How many lines of the material below contain the string "black", matching case exactly? Reply with the number only.
═══ Supplied data ═══
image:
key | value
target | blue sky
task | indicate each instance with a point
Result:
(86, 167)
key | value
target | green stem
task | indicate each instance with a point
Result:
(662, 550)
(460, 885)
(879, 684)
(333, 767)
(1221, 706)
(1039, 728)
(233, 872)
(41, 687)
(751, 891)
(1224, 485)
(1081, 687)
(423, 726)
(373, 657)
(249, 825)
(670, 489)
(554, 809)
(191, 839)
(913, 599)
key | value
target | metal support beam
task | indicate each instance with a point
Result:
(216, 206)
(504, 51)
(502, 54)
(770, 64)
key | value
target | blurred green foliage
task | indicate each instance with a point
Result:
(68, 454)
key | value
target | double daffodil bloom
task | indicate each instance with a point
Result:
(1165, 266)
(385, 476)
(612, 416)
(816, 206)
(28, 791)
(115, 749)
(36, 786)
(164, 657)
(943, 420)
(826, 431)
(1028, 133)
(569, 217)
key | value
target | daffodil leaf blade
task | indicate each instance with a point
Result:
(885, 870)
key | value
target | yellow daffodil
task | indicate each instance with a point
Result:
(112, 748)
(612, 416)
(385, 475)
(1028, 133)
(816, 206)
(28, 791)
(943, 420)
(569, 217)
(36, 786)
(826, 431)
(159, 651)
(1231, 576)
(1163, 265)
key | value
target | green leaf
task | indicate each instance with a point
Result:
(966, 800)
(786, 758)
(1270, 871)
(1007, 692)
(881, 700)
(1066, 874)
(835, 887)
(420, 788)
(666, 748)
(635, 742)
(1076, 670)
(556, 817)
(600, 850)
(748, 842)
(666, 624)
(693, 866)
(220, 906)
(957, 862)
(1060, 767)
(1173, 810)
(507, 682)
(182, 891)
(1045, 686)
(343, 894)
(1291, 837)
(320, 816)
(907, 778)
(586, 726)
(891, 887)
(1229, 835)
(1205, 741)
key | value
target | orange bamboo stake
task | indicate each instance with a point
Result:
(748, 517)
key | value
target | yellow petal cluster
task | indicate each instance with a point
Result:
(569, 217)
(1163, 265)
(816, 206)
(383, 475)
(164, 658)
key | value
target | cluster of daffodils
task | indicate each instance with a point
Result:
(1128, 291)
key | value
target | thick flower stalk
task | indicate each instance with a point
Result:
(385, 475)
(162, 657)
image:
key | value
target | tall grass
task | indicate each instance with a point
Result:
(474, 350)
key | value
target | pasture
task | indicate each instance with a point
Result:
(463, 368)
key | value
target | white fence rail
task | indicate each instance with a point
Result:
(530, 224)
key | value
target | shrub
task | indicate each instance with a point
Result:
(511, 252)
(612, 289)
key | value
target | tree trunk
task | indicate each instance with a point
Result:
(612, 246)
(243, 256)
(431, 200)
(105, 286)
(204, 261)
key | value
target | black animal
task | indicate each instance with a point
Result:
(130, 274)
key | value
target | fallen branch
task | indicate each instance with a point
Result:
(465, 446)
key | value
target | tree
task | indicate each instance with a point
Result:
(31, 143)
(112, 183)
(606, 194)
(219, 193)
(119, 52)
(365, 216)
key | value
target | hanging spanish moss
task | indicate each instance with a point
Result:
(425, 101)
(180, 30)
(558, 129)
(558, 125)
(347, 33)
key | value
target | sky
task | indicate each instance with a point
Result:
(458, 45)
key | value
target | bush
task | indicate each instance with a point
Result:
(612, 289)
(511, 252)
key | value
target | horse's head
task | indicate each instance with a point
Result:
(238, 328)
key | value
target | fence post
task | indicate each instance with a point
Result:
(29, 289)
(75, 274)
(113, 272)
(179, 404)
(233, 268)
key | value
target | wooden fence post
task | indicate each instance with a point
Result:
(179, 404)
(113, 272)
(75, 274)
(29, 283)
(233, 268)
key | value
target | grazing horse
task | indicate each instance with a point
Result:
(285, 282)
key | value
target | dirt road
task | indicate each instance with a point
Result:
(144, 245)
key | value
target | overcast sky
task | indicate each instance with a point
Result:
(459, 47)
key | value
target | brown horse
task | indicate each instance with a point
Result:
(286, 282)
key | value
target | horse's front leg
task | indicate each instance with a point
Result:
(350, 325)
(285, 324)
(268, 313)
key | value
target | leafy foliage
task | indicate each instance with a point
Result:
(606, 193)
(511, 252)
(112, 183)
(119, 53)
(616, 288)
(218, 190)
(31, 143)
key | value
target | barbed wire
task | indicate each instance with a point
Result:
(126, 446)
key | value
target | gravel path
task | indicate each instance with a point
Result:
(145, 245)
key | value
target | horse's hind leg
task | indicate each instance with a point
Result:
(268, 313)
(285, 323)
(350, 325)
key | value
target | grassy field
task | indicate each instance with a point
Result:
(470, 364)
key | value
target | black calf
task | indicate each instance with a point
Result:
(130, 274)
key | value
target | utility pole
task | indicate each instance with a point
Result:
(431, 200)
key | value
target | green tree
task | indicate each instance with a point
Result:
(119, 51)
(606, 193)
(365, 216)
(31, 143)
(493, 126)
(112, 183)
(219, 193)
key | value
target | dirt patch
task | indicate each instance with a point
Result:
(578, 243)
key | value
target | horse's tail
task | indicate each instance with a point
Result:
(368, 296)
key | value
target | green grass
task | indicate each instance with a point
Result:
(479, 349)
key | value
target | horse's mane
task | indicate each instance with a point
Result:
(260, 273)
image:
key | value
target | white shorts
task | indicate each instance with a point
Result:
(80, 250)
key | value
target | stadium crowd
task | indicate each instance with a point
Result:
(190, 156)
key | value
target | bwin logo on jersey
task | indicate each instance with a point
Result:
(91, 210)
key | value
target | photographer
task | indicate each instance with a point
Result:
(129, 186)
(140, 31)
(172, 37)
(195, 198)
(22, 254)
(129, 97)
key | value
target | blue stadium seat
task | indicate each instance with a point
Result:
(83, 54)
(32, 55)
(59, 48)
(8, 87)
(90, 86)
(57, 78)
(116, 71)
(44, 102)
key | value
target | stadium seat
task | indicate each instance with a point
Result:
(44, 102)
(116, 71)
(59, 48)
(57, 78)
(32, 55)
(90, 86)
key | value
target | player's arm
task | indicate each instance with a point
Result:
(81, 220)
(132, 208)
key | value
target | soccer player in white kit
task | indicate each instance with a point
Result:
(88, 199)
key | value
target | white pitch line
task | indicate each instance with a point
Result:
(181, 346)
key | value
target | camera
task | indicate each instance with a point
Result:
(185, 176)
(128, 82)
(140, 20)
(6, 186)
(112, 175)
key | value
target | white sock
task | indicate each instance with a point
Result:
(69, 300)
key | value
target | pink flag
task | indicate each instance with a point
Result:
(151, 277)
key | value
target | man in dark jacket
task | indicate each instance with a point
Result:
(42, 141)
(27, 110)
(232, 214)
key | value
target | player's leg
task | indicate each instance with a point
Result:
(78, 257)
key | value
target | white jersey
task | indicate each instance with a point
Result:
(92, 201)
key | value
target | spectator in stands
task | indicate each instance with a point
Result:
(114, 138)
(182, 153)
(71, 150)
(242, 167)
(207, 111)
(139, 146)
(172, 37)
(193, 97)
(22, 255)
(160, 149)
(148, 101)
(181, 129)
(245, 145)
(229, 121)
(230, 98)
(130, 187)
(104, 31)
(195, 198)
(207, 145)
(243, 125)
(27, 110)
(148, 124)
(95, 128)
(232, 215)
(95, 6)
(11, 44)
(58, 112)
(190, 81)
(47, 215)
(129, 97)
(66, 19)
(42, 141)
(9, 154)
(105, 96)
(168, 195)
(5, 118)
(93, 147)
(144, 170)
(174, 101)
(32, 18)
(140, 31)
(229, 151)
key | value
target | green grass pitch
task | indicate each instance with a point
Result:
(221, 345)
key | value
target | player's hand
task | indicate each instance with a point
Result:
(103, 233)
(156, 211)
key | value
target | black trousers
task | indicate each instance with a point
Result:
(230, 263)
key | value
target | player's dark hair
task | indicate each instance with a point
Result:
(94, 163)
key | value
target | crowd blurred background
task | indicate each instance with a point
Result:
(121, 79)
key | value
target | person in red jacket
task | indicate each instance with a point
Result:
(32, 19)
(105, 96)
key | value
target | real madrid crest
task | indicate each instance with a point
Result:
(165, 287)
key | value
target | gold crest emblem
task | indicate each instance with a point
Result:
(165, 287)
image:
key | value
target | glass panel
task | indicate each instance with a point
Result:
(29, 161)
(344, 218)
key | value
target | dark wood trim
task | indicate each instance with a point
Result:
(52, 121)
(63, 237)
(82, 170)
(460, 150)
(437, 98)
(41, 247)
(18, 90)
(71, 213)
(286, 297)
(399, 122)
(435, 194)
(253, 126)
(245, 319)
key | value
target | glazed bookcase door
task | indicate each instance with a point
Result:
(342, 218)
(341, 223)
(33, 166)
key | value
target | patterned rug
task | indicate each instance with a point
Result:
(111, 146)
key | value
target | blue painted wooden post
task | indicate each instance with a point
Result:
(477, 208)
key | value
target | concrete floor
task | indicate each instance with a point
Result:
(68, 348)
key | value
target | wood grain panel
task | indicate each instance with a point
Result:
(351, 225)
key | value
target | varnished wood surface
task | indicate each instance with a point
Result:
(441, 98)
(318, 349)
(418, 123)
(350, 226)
═══
**Worked solution:**
3